-- Text section --
When you're recovering from surgery, you don't get out much, to say the least. Even though you might spend lots of time on the phone, as I have been spending, you don't get to see very many people.
Anyway, I saw Dr. Jennifer again. She is very pleased with my progress, she says, and she wants me to return in two weeks for a follow-up. I'm looking forward to it.
As for the part about being lucky: I get to see Dr. Jennifer. I was mentored, and had my surgery done by Marci. I've talked to Mom and Millie every day, and to other people along the way.
And I am having these experiences at this point in my life, at this point in history. I was reminded of the latter when, after my visit with Dr. Jennifer, I walked around in the Village and stopped in the LGBT Community Center of New York.
It's no surprise that they're dedicated to celebrating the 40th Anniversary of the Stonewall Rebellion. All around the Center were exhibits containing photos, other kinds of artwork and copies of newspaper articles related to the history of the gay-rights movement.
One of the articles, and a photograph that accompanied it, reminded me of something that Jay told me: There was once a law that stipulated that anyone wearing fewer than three articles of gender-appropriate clothing could be arrested.
So let's see...I was wearing a feminine-cut lavender tank top, a denim skirt and..uh, let's see...oh, yes, I am wearing a girly pair of panties. Although my flip-flops were also kind of girly-looking, I'm not sure that they'd count as "gender appropriate." And we don't want to take any chances now, do we?
Seriously...under that law, there were many days when I could've been arrested. Like when I wore a bra (without padding, of course), lace panties and a garter underneath my chinos and button-down shirt. Or when I wore panties underneath one of those one-piece lycra cycling bibs.
I guess that meant that cross-dressers wore undergarments "appropriate" to their gender. I confess, I did that a few times--like the times I went "in drag" for Halloween. You have to admit, it is kind of funny to be wearing boxer shorts and a wife-beater underneath a dress. At least I was never strip-searched.
But lots of people were. Jay remembers. It's amazing to think that within my lifetime, places like New York still had laws on the books that were remnants of the Victorian era. I've told my students that when I was nine years old, interracial marriage was still illegal in Virginia and other states.

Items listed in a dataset

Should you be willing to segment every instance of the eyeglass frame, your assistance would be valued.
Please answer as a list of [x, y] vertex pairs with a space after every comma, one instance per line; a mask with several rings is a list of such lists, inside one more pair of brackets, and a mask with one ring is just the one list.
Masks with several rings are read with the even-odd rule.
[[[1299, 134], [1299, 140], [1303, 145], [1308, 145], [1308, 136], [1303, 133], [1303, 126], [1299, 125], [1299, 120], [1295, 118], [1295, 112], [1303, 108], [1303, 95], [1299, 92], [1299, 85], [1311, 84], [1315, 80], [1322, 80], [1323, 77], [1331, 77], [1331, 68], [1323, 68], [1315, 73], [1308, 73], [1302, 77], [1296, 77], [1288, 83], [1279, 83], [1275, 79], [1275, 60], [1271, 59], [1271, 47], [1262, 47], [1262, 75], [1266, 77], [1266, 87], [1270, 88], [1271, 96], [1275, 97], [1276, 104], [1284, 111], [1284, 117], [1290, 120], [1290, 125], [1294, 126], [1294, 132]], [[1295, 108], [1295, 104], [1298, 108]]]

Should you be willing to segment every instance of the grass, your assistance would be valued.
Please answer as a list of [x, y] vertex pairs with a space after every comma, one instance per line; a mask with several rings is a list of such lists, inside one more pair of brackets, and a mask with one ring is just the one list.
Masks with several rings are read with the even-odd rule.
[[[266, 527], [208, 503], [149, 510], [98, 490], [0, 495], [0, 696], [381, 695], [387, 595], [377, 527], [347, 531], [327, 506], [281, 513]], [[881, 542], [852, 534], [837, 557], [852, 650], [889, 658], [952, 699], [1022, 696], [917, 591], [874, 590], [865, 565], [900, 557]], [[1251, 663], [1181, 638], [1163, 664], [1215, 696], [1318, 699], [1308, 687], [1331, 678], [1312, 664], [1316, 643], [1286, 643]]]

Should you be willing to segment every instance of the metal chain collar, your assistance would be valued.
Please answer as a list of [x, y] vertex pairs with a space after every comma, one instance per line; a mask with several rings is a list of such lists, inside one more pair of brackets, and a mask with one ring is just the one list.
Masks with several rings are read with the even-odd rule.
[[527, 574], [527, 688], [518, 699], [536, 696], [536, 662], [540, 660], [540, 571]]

-- What is needed --
In the recovery blog post, what did the old law say could get a person arrested?

-- Solution to this problem --
Wearing fewer than three articles of gender-appropriate clothing.